# Recorded data
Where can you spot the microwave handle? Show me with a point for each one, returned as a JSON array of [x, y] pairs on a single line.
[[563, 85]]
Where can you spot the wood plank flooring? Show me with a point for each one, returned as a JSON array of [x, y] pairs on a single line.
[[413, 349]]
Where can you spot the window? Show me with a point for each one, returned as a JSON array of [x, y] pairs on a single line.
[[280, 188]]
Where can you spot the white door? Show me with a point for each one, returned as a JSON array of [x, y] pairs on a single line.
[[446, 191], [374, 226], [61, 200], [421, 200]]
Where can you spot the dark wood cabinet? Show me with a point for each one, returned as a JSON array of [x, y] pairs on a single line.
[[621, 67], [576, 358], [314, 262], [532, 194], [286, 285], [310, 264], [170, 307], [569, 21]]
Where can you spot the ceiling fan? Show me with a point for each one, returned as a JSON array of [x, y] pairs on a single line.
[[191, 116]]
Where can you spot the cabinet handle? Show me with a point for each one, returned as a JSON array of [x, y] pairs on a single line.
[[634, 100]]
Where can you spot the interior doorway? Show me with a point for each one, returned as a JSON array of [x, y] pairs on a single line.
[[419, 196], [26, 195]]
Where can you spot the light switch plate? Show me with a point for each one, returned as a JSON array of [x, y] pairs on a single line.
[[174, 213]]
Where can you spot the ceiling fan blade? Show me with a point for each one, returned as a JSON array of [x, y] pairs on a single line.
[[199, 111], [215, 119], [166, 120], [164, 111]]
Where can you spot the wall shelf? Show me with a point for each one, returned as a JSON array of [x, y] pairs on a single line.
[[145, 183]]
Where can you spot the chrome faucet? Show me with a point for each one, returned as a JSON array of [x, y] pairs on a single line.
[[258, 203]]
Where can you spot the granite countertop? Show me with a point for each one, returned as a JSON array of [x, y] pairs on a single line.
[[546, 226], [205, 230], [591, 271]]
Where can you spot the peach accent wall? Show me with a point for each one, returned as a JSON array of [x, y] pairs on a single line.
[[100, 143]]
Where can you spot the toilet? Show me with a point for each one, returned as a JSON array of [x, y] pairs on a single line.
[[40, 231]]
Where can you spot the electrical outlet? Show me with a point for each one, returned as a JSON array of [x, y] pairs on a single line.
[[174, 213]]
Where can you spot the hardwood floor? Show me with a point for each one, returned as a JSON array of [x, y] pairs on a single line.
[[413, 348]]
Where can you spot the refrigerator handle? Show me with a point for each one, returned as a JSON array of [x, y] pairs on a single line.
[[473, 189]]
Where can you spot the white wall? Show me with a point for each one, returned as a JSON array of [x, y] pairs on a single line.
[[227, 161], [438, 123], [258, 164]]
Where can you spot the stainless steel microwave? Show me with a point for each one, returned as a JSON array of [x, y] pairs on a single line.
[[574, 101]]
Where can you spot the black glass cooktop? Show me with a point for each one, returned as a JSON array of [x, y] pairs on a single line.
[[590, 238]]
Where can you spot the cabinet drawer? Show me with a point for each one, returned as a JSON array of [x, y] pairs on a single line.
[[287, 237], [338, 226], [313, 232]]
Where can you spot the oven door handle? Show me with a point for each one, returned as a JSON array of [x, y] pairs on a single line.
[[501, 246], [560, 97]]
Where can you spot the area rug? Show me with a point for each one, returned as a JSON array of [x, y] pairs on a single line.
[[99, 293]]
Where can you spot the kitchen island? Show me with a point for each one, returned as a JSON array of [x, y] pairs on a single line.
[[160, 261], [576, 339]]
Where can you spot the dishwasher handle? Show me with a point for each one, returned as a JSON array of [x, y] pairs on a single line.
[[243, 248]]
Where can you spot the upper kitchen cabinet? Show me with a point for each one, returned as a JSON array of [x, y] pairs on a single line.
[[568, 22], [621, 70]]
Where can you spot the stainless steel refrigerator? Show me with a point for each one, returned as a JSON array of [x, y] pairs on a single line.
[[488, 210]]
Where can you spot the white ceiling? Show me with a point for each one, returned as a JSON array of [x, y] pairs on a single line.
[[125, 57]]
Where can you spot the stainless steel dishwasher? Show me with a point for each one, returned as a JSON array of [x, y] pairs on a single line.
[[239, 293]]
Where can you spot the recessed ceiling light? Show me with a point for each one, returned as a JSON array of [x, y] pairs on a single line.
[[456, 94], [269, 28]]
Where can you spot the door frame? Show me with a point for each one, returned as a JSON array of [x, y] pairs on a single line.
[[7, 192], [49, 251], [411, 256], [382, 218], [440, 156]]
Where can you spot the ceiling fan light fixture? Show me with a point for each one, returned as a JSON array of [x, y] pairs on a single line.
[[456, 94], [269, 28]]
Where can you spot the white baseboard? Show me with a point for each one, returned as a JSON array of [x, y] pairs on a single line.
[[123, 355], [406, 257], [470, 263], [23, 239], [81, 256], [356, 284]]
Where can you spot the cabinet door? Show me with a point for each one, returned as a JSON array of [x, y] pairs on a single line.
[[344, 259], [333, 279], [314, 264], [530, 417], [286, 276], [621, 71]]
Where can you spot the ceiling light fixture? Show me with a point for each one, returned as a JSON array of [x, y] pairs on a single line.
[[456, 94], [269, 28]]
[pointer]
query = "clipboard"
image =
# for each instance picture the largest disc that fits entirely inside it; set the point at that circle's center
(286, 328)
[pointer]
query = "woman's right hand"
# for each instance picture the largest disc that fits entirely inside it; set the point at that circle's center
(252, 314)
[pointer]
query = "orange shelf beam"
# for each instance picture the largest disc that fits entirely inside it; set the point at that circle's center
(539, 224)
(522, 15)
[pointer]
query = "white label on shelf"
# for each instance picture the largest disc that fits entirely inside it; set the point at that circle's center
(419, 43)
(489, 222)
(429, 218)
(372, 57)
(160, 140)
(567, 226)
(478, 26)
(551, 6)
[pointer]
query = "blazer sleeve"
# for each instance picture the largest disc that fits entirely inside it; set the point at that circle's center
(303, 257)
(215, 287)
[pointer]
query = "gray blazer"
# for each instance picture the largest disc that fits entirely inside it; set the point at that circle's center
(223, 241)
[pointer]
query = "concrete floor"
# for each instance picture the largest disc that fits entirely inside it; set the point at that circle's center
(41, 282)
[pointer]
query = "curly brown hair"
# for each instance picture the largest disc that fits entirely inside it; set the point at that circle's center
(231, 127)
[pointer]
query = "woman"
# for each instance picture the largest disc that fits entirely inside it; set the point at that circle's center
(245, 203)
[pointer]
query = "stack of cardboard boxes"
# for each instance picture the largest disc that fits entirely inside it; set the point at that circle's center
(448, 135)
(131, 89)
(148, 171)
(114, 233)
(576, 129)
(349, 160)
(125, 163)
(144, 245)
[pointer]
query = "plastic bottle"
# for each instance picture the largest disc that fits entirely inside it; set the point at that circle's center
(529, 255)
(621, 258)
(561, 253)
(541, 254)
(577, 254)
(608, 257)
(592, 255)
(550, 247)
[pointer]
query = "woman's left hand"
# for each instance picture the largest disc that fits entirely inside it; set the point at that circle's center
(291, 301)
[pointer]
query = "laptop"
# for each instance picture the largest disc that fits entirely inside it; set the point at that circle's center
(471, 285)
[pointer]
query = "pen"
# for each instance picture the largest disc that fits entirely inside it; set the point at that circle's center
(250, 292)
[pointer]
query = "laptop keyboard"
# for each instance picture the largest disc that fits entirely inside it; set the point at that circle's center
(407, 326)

# Task prompt
Repeat back the data above, exact to the last character.

# Task output
Where can you spot the microwave handle? Show me with a point for each one, returned as a JSON array of [x, y] pairs on a single line.
[[563, 85]]
Where can you spot the wood plank flooring? Show me with a point for each one, returned as a JSON array of [x, y] pairs on a single line.
[[413, 349]]
Where can you spot the window? Show me with a point for each one, returned as a JSON array of [x, y] pairs on a single line.
[[280, 188]]
Where can you spot the white door? Show me with a point for each one, returned as a JSON array of [x, y] pairs on a single line.
[[446, 191], [374, 226], [61, 200], [421, 200]]
Where can you spot the dark wood cabinet? Show me with a point for each one, returned as a JSON array of [x, y] pairs on a single line.
[[621, 67], [576, 358], [314, 262], [532, 194], [286, 285], [310, 264], [170, 307], [569, 21]]
Where can you spot the ceiling fan? Show me with a point for each one, returned as a JSON array of [x, y] pairs on a single line.
[[191, 116]]
Where can you spot the cabinet handle? Show me with a point for each one, returned as a JSON array of [x, y] pairs on a single line.
[[634, 100]]
Where can you spot the interior doorway? Show me with a point for each one, returned as a JSON array of [x, y] pairs on a single line.
[[419, 196], [26, 195]]
Where can you spot the light switch plate? Show me with a point for each one, returned as a JSON array of [x, y] pairs on a single line.
[[174, 213]]
Where can you spot the ceiling fan blade? Show me with a point for each one, returned as a JSON array of [x, y] pairs on a single line.
[[199, 111], [215, 119], [166, 120], [164, 111]]
Where can you spot the wall shelf? Show me with a point for each one, returned as a JSON array of [x, y] pairs on a single line.
[[145, 183]]
Where can you spot the chrome faucet? Show me with a point for each one, returned as a JSON array of [x, y] pairs on a single line.
[[258, 203]]
Where can you spot the granite countertop? Show me with a point for each one, returned as a JSON array of [x, y] pairs on a single line.
[[546, 226], [205, 230], [591, 271]]
Where can you spot the peach accent wall? Show me with a point for each one, returned as a JSON array of [x, y] pairs on a single line.
[[100, 143]]
Where can you spot the toilet? Show me with a point for each one, returned as a JSON array of [x, y] pairs on a single line.
[[40, 231]]
Where can you spot the electrical outlet? Show me with a point for each one, returned as a JSON array of [x, y] pairs on a single line.
[[174, 213]]
Where can you spot the hardwood floor? Show me with a point for each one, returned as a JSON array of [x, y] pairs on a single line.
[[413, 348]]
Where can you spot the refrigerator handle? Show me with a point for each one, returned as a JSON array of [x, y] pairs on a single line.
[[473, 189]]
Where can you spot the white wall? Show me with a point for each one, returned as a JSON array of [x, y] pairs on a single line.
[[227, 161], [438, 123], [258, 164]]
Where can you spot the stainless steel microwave? Show me with a point for each one, returned as a JSON array of [x, y] pairs on a single line.
[[574, 101]]
Where can you spot the black glass cooktop? Show me with a point for each one, returned as a JSON array of [x, y] pairs on a single line.
[[590, 238]]
Where can you spot the cabinet drawer? Show me with a point for each one, returned as a JSON array of [x, y] pairs on a single line.
[[287, 237], [338, 226], [313, 232]]
Where can you spot the oven door handle? Show me with a point for each one, returned as a JSON array of [x, y] pairs on a single line.
[[501, 246], [560, 97]]
Where can you spot the area rug? Show me with a point for each one, returned as a JSON array of [x, y] pairs on a single line.
[[99, 293]]
Where can you spot the kitchen island? Show me with a point for each one, returned as a JSON array of [x, y] pairs on a single line.
[[160, 261], [576, 339]]
Where can you spot the dishwasher handle? Show me with a point for each one, returned as a JSON array of [x, y] pairs on a single line.
[[243, 248]]
Where can you spot the upper kitchen cabinet? Show me with a point for each one, returned as a JSON array of [x, y] pairs on a single line.
[[568, 22], [621, 70]]
Where can you spot the stainless steel refrigerator? Show me with a point for each one, returned as a JSON array of [x, y] pairs on a single line.
[[488, 210]]
Where can you spot the white ceiling? Show me with a point for each one, returned as a JSON array of [x, y] pairs on a single line.
[[125, 57]]
Where can you spot the stainless steel dishwasher? Show me with a point for each one, returned as a JSON array of [x, y] pairs on a single line.
[[239, 293]]
Where can you spot the recessed ceiling light? Show me with a point for each one, returned as a JSON array of [x, y] pairs on a single line.
[[456, 94], [269, 28]]
Where can you spot the door frame? Show me with a point for each one, returned as a JSON array of [x, y] pairs on a single line.
[[7, 192], [49, 251], [411, 256], [382, 218], [440, 156]]
Where can you spot the ceiling fan light fixture? Show me with a point for each one, returned as a JSON array of [x, y] pairs on a single line.
[[456, 94], [269, 28]]
Where can you spot the white baseboard? Show me with a point for each one, returned as a JSON array of [x, y] pairs on a single line.
[[123, 355], [406, 257], [470, 263], [23, 239], [81, 256], [356, 284]]
Where can you spot the cabinet door? Show me with a point for each one, returned as a JSON array of [x, y] pairs on a single line.
[[344, 259], [333, 279], [314, 264], [530, 417], [286, 276], [621, 71]]
Where can you spot the ceiling light fixture? Show me with a point for each one, returned as a JSON array of [x, y] pairs on a single line.
[[456, 94], [269, 28]]
[pointer]
query = "clipboard"
image =
# for each instance picture the largest disc that fits entirely inside it; set the point at that circle's center
(286, 328)
[pointer]
query = "woman's right hand"
# for each instance picture the largest disc that fits entirely inside it; set the point at that circle's center
(252, 314)
[pointer]
query = "orange shelf beam"
# for each instance picture the largest disc that fits entirely inside it; set the point at that circle's center
(539, 224)
(522, 15)
[pointer]
query = "white label on shelf"
# for each instance picture the largest disc that fits entirely inside it; set the point at that circle's center
(419, 43)
(489, 222)
(429, 218)
(372, 57)
(160, 140)
(567, 226)
(478, 26)
(551, 6)
[pointer]
query = "blazer sleeve"
# for each instance picture the largest disc that fits entirely inside it; set the point at that circle's center
(303, 257)
(215, 287)
[pointer]
query = "gray blazer"
# for each instance picture the largest disc that fits entirely inside it; set the point at that circle's center
(223, 241)
[pointer]
query = "concrete floor"
# for each instance picture the largest disc that fits entirely inside it; set the point at that circle's center
(41, 282)
[pointer]
query = "curly brown hair"
# for each instance picture the largest disc that fits entirely inside it; set the point at that circle's center
(231, 127)
[pointer]
query = "woman"
# for each instance picture the largest disc that fits entirely inside it; set the point at that circle's center
(245, 203)
[pointer]
query = "stack of cardboard boxes"
# for each instance picture the largest disc that fits entirely inside it; set the point at that circle's center
(448, 135)
(131, 89)
(148, 171)
(114, 233)
(576, 129)
(349, 160)
(125, 163)
(144, 245)
[pointer]
query = "plastic bottle"
# for each instance picture the largest disc that fits entirely inside it; set the point at that circle's center
(529, 255)
(621, 258)
(561, 253)
(541, 254)
(577, 254)
(608, 257)
(592, 255)
(550, 247)
[pointer]
query = "woman's left hand"
# for each instance picture the largest disc that fits entirely inside it; set the point at that circle's center
(291, 301)
[pointer]
query = "laptop"
# for each instance picture the largest disc that fits entirely inside it; set the point at that circle's center
(471, 285)
[pointer]
query = "pen"
# for each instance picture the largest disc that fits entirely inside it; set the point at that circle's center
(250, 292)
[pointer]
query = "laptop keyboard"
# for each instance picture the largest disc that fits entirely inside it; set the point at that circle's center
(407, 326)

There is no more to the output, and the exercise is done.